* [Directions]
1) Answer these questions using the news excerpt:
(a) What does proprietary trading refer to?
(b) How large was the bank bailout that taxpayers were forced to provide?
(c) Whom did voters in Massachusetts elect to the U.S. senate?
2) Write out everything in the news excerpt from "The president will" down to "said on Wednesday.".
3) Using the news excerpt, explain why taxpayers had to provide the $700 billion bank bailout.

* [Page excerpt]
┌──
The president will announce a series of measures to cut down on excessive risk-taking as part of a revamp of the country's financial regulatory system, a senior Obama official said on Wednesday.

The move could also help the White House tap into public rage over Wall Street excess after Obama's Democratic Party was rebuffed by voters in Massachusetts, who elected Republican Scott Brown to the U.S. senate.

"The proposal will include size and complexity limits specifically on proprietary trading and the White House will work closely with the House and Senate to work this into legislation," the official said.

Proprietary trading refers to a firm making bets on financial markets with its own money, rather than executing a trade for a client.

The White House has blamed the practice for reckless gambling on the U.S. property market which resulted in massive losses that almost destroyed the financial system in 2008.

This forced taxpayers to provide a $700 billion bank bailout to prevent the most severe U.S. recession since the 1930s from getting even worse.

REINSTATING 1930S LIMITS

The Obama official did not provide details of the plan, which would require congressional approval. But U.S. lawmakers are already reviewing measures that, in some cases, recall the scope of financial reform enacted after the Great Depression.
└──
* [Information provided]
┌──
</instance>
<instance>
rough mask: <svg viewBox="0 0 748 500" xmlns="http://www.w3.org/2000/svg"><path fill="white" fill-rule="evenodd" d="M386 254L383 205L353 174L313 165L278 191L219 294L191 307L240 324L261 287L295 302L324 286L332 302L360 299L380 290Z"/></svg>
└──
* [Written answers]
1)
(a) A firm making bets on financial markets with its own money, rather than executing a trade for a client.
(b) $700 billion.
(c) Republican Scott Brown.

2)
The president will announce a series of measures to cut down on excessive risk-taking as part of a revamp of the country's financial regulatory system, a senior Obama official said on Wednesday.

3) Reckless gambling on the U.S. property market caused massive losses that almost destroyed the financial system in 2008, and the White House blames proprietary trading for that gambling. The bailout was needed to keep the most severe U.S. recession since the 1930s from getting even worse.